PROMPT: In the entries below, every line that contains "fence" must be located and copied.

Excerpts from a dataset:
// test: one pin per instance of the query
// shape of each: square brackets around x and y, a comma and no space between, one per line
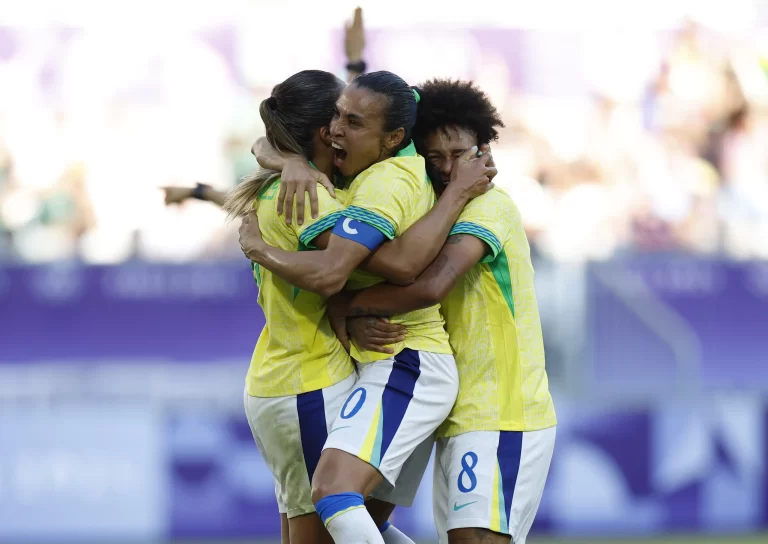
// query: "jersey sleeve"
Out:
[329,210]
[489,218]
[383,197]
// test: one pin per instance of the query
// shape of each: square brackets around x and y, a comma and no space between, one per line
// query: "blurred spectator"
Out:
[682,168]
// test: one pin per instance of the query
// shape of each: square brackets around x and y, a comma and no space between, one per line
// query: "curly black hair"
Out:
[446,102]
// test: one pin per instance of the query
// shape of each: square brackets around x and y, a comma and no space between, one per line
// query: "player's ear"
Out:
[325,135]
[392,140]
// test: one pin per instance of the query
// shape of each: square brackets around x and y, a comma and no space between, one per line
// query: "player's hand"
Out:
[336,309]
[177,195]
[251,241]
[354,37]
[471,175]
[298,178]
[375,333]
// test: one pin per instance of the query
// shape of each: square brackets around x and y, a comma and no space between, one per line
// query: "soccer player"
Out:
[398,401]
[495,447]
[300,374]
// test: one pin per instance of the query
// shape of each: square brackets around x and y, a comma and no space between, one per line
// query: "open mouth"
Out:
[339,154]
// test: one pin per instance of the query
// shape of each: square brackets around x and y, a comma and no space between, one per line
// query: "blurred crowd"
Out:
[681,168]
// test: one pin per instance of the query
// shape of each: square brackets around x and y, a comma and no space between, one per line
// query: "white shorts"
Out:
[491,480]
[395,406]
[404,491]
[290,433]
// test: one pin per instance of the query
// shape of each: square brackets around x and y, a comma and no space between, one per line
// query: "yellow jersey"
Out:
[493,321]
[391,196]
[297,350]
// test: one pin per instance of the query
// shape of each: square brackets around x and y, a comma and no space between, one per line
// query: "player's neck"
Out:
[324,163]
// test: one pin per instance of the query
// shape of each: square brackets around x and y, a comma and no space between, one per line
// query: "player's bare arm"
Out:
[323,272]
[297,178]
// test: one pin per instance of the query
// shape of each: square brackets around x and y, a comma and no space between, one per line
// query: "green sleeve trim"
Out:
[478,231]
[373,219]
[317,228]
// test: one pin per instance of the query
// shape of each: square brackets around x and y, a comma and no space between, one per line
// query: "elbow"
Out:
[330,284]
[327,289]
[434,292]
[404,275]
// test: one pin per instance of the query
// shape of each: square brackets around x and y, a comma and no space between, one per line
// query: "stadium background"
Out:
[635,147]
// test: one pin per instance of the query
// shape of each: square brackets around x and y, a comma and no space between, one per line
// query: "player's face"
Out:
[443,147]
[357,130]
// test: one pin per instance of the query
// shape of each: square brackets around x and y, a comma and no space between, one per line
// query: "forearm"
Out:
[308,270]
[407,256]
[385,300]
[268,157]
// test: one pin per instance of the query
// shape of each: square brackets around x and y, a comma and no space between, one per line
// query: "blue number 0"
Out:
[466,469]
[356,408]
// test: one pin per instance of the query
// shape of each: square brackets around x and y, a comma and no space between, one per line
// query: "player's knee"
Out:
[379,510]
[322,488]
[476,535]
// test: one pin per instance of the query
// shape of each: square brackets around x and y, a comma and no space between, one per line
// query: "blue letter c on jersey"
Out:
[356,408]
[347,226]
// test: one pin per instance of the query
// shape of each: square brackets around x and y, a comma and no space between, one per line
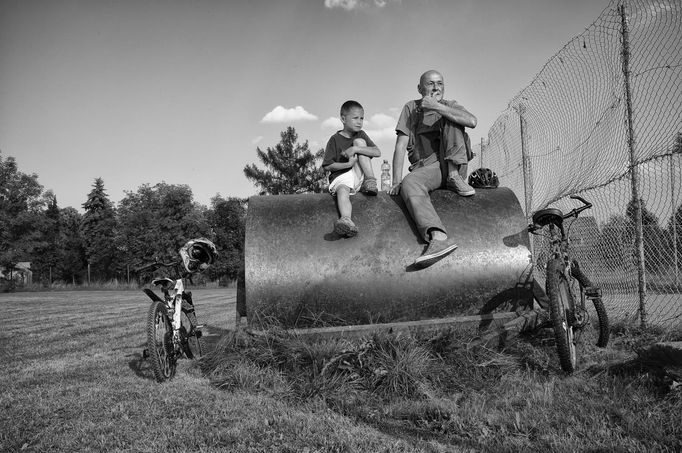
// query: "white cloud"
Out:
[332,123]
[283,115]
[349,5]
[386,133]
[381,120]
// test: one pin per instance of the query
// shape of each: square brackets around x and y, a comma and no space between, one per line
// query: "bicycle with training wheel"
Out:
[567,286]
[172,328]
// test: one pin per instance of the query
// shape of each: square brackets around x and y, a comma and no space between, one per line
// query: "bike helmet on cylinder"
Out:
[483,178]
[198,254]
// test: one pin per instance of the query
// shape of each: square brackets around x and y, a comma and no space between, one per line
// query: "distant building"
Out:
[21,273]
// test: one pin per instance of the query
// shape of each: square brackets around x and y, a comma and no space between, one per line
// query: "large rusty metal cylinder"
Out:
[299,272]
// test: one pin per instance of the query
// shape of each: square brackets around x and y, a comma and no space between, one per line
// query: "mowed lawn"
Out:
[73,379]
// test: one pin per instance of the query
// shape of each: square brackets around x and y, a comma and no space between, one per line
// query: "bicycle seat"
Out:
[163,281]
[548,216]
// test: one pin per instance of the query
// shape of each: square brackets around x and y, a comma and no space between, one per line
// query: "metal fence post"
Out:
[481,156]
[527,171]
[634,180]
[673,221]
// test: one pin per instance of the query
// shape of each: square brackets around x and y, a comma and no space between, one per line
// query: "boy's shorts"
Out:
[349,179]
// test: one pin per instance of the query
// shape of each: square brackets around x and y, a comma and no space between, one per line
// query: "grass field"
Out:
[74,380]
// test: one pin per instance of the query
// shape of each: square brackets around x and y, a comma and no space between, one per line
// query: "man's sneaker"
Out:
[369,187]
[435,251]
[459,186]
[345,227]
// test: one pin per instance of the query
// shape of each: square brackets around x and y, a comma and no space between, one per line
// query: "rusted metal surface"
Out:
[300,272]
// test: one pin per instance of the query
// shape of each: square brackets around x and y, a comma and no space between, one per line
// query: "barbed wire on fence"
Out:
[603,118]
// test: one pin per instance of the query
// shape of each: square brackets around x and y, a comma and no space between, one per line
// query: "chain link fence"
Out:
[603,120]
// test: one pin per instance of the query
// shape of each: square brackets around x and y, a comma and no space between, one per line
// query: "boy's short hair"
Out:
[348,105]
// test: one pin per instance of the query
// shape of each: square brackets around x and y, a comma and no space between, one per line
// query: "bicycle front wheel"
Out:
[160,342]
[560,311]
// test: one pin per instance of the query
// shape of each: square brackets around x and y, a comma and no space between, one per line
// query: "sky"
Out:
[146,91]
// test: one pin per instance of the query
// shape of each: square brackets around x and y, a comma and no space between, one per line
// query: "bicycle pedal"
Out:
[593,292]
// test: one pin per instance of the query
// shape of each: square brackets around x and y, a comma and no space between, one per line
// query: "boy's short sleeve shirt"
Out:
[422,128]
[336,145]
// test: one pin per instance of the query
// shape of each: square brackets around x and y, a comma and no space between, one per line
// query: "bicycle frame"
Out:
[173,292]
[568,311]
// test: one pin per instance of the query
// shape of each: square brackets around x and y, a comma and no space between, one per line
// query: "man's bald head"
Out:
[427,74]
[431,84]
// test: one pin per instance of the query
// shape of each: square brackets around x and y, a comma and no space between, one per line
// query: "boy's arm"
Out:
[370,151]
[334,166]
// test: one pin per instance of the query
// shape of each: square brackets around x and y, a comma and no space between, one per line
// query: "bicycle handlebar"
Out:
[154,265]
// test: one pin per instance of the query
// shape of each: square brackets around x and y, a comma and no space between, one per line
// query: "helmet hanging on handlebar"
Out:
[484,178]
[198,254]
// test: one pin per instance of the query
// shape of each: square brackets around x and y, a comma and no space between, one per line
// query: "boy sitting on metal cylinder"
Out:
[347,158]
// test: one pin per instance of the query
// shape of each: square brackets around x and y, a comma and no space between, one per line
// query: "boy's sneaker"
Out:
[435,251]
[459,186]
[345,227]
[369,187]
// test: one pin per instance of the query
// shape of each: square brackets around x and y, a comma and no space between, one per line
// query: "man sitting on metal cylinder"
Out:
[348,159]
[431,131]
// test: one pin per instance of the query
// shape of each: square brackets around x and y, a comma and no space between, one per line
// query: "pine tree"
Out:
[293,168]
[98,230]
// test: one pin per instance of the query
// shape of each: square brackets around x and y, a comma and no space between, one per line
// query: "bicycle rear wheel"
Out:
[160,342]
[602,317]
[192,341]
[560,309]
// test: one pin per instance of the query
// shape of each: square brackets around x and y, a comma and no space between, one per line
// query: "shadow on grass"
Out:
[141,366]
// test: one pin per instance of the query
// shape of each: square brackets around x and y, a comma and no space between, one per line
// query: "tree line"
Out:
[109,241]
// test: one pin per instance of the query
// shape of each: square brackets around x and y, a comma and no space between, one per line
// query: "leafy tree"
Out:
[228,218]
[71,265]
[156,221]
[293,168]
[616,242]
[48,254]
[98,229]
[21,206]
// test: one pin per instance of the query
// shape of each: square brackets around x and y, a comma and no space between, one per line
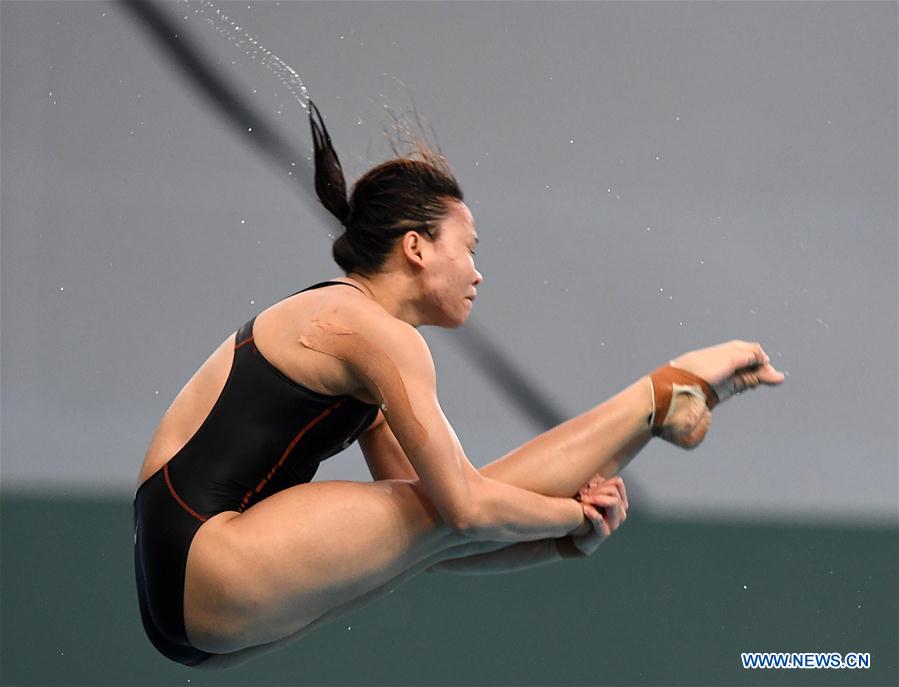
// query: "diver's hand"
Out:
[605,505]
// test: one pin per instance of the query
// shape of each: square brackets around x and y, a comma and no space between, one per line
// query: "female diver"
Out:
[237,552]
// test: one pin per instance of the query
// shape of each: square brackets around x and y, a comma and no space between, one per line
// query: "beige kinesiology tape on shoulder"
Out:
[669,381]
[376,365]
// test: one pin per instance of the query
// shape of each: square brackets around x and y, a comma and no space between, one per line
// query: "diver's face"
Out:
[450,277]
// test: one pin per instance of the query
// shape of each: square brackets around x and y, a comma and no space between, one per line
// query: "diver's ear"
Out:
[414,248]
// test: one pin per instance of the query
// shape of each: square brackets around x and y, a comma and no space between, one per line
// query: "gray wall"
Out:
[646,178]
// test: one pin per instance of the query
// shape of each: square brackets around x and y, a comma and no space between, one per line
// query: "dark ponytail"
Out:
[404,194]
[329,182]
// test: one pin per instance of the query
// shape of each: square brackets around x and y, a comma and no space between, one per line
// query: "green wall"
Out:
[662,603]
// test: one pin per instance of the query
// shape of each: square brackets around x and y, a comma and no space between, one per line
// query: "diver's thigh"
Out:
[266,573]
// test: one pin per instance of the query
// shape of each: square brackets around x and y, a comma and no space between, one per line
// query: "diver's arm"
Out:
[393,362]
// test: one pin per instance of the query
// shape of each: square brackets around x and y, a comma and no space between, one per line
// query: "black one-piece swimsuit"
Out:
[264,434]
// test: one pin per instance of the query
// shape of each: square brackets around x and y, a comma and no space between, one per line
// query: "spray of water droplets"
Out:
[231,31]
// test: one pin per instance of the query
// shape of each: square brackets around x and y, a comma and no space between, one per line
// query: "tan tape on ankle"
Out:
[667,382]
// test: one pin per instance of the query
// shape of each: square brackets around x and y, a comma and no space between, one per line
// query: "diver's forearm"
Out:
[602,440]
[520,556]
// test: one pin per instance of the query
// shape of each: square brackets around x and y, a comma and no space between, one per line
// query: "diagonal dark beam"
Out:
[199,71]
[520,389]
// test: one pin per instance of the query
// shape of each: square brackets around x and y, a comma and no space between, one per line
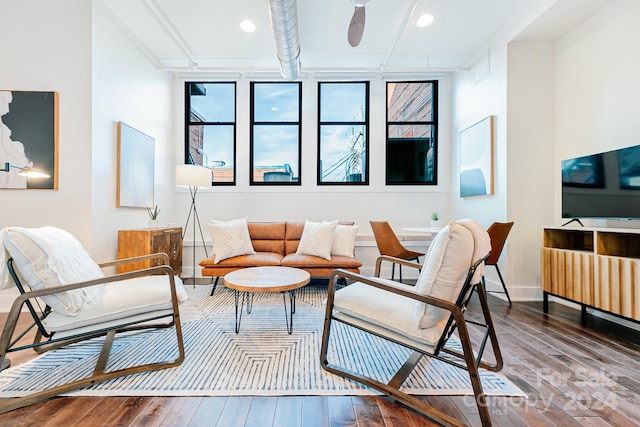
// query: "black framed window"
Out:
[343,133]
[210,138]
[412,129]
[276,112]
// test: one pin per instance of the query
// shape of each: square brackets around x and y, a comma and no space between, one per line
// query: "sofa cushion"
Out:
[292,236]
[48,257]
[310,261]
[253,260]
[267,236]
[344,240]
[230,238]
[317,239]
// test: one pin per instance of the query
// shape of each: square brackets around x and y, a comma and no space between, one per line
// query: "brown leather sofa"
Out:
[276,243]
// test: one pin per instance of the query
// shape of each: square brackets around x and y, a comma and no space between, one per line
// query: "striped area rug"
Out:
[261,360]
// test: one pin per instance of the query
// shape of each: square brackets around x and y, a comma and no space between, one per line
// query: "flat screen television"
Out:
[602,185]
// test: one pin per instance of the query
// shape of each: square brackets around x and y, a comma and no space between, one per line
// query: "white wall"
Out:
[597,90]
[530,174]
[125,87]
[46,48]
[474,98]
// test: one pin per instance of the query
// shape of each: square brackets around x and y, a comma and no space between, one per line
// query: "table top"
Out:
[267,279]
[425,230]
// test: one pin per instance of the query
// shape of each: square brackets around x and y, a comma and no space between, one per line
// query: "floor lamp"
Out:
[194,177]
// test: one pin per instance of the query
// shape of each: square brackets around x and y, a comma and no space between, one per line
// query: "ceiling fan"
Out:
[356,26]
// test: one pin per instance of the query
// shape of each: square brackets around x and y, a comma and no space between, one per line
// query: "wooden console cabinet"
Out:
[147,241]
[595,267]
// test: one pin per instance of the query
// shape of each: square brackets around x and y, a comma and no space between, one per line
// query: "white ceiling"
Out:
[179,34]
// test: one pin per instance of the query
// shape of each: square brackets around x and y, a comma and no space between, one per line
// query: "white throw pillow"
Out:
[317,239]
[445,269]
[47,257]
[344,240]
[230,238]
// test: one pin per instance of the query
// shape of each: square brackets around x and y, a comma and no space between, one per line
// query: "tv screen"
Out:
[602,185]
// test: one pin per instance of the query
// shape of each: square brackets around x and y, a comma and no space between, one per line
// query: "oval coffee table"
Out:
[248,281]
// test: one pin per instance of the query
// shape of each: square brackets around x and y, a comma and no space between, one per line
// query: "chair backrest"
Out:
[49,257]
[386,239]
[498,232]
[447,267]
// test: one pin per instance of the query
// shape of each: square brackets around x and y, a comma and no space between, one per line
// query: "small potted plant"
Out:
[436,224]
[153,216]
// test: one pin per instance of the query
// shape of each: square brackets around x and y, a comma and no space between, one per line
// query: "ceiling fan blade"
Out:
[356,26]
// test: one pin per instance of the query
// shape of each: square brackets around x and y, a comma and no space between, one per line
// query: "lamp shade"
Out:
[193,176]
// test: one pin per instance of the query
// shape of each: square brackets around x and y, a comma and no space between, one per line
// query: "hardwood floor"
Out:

WORKED SOLUTION:
// query: "metal fence post"
// query: "barbed wire on fence"
// query: "chain link fence"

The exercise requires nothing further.